**Task requirements**:
Reproduce the data starting with the line containing "the sky, that would help a great deal." and going on through the line containing "[[123, 0], [152, 31], [302, 41], [590, 123], [590, 0]]", keeping the request lines as they are and adding -38 to every vertex coordinate in the outline answers.

......

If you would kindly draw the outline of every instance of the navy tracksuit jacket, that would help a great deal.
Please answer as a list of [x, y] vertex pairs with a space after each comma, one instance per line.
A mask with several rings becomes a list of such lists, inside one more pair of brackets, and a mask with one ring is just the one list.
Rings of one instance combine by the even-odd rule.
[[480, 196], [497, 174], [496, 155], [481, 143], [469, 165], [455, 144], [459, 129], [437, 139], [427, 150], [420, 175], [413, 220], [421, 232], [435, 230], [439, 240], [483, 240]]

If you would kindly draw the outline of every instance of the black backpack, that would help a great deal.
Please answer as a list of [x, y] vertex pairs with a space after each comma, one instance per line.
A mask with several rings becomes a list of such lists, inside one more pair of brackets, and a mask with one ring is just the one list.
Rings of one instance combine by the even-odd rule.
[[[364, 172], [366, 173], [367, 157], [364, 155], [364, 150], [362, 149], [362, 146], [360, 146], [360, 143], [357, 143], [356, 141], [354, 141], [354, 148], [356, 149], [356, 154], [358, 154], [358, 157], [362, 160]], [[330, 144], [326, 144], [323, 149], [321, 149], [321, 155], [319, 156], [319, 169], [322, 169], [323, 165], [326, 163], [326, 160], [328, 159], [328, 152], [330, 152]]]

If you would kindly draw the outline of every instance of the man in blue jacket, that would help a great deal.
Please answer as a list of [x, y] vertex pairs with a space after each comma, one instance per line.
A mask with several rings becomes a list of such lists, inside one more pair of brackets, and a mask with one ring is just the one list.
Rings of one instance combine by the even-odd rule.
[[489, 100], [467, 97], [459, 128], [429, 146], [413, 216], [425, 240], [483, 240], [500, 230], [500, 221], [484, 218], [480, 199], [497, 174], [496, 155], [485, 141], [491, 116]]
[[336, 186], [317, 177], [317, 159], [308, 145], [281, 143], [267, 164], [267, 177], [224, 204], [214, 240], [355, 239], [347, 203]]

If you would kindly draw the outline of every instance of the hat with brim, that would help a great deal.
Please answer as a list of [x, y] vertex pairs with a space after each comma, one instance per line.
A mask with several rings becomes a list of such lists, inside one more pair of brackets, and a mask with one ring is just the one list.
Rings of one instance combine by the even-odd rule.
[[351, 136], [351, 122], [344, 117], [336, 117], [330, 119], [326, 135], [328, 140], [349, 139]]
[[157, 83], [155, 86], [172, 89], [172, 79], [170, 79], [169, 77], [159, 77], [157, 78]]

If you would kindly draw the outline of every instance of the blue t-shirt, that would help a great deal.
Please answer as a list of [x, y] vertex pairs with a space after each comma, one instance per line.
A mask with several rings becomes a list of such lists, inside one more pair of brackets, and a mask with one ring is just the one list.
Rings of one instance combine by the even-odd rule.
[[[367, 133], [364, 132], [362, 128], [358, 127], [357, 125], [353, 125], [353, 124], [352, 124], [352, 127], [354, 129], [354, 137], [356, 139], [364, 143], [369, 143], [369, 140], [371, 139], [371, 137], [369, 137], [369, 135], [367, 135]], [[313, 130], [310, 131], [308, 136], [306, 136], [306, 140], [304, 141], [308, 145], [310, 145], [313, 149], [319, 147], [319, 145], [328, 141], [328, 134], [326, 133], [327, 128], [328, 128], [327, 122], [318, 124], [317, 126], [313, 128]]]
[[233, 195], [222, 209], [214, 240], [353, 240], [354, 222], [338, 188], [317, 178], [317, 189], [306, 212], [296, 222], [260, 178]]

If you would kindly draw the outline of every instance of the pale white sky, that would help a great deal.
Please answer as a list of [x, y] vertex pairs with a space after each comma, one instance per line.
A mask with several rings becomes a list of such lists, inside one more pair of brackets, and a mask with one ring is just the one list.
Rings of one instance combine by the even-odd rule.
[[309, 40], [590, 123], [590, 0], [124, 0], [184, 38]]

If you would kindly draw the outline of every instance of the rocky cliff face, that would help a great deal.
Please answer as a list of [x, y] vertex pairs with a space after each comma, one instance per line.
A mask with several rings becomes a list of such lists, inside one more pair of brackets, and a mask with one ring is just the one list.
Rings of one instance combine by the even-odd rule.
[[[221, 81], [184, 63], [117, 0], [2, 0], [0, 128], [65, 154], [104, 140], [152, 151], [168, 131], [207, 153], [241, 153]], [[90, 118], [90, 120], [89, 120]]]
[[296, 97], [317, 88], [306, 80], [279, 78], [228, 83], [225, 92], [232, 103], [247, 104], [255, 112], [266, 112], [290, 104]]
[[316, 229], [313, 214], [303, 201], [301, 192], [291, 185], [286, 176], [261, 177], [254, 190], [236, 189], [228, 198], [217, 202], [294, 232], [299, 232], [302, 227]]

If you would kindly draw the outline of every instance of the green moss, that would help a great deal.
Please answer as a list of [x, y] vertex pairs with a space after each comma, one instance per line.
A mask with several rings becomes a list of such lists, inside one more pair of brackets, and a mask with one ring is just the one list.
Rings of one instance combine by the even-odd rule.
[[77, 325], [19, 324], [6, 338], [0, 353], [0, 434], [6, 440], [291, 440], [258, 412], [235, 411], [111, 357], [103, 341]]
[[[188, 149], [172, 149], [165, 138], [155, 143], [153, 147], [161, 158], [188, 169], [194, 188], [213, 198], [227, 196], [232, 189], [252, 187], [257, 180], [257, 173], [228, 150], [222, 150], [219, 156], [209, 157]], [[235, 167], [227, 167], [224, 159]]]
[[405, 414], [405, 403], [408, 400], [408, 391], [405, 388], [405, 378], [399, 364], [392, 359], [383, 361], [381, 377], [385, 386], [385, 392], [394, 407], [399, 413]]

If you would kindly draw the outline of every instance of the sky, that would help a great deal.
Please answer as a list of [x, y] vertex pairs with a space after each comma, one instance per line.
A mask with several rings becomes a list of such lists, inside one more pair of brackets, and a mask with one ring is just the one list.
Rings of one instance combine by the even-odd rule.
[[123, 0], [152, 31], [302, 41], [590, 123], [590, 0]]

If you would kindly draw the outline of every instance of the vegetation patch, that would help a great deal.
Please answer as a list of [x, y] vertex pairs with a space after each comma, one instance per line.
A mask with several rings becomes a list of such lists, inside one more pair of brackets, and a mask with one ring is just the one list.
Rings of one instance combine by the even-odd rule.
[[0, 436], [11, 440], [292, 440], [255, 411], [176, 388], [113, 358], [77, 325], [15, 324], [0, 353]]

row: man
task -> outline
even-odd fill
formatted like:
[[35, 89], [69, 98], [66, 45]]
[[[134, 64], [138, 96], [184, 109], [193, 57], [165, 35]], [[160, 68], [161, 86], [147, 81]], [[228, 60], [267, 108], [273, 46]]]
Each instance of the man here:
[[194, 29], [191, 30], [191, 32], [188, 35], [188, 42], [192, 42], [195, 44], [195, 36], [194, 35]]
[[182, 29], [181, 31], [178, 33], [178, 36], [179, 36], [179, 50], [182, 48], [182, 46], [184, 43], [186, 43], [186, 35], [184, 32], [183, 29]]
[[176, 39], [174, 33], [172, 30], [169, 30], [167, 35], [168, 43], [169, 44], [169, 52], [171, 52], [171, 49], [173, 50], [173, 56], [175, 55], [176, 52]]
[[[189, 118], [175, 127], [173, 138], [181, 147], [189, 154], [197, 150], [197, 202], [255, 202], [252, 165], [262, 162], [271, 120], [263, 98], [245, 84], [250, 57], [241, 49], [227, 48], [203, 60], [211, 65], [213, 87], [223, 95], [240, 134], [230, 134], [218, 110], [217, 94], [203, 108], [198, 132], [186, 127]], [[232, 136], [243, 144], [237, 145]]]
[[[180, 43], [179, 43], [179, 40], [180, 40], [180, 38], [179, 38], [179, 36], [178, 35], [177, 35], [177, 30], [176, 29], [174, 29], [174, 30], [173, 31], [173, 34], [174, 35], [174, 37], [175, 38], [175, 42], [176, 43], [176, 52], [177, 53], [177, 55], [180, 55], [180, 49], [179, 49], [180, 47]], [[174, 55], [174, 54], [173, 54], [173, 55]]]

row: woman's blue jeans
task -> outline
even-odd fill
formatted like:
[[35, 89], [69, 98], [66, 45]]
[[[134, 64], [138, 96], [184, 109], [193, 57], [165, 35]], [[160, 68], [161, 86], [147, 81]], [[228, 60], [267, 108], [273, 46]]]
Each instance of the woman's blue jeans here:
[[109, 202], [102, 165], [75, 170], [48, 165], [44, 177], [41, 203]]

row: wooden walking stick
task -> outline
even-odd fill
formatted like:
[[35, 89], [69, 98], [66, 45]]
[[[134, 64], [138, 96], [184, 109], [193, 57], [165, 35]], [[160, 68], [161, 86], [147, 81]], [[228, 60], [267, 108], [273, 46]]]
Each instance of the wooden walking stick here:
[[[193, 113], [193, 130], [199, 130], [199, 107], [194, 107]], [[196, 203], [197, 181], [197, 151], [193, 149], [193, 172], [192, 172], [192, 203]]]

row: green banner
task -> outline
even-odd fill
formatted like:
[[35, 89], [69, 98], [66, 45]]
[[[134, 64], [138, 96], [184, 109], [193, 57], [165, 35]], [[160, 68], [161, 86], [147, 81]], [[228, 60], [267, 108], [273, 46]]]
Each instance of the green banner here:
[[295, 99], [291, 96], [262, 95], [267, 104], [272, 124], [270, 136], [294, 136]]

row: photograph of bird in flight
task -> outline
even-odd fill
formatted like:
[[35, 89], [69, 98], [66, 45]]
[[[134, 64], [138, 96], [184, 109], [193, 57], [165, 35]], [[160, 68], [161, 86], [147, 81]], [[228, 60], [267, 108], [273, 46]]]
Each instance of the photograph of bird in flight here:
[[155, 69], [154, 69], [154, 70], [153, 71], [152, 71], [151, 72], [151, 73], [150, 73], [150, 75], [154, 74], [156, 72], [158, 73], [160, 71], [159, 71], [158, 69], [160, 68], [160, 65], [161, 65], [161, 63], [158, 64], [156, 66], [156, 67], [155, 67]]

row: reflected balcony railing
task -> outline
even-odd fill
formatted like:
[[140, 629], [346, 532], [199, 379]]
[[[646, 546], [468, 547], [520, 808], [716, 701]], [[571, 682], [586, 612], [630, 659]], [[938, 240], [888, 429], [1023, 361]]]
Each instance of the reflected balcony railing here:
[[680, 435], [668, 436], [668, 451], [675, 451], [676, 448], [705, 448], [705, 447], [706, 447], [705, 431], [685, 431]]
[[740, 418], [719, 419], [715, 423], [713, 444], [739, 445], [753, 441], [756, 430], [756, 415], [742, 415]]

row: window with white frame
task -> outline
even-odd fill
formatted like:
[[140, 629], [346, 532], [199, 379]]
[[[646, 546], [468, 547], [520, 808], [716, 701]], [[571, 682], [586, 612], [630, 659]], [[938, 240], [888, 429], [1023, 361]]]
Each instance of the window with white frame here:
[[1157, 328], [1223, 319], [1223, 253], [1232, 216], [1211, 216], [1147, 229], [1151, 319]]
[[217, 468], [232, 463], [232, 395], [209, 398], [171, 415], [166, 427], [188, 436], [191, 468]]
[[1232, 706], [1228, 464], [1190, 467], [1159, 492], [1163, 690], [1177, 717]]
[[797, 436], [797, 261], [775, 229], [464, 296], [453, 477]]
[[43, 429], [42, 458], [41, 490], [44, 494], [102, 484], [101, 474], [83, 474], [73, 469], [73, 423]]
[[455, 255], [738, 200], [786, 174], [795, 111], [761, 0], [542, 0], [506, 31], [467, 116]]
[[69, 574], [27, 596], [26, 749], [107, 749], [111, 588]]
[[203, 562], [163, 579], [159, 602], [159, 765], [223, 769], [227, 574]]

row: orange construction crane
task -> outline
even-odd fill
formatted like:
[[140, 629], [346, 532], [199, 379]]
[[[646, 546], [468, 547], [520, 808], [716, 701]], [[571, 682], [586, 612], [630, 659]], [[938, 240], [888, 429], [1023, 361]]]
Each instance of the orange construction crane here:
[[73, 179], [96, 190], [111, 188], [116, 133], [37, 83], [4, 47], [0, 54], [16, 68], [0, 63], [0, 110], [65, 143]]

......

**Task result**:
If you would kindly draw the outline of every instance of the sky, that would help a great deal.
Please answer as a list of [x, y] vertex pairs with a space after each comma, one instance per line.
A mask with several rings becomes a list of such lists, inside one more pair of brackets, and a mask with one ring is just the one list.
Rings of one instance combine by the even-odd rule.
[[85, -38], [114, -7], [264, 3], [552, 85], [552, -38]]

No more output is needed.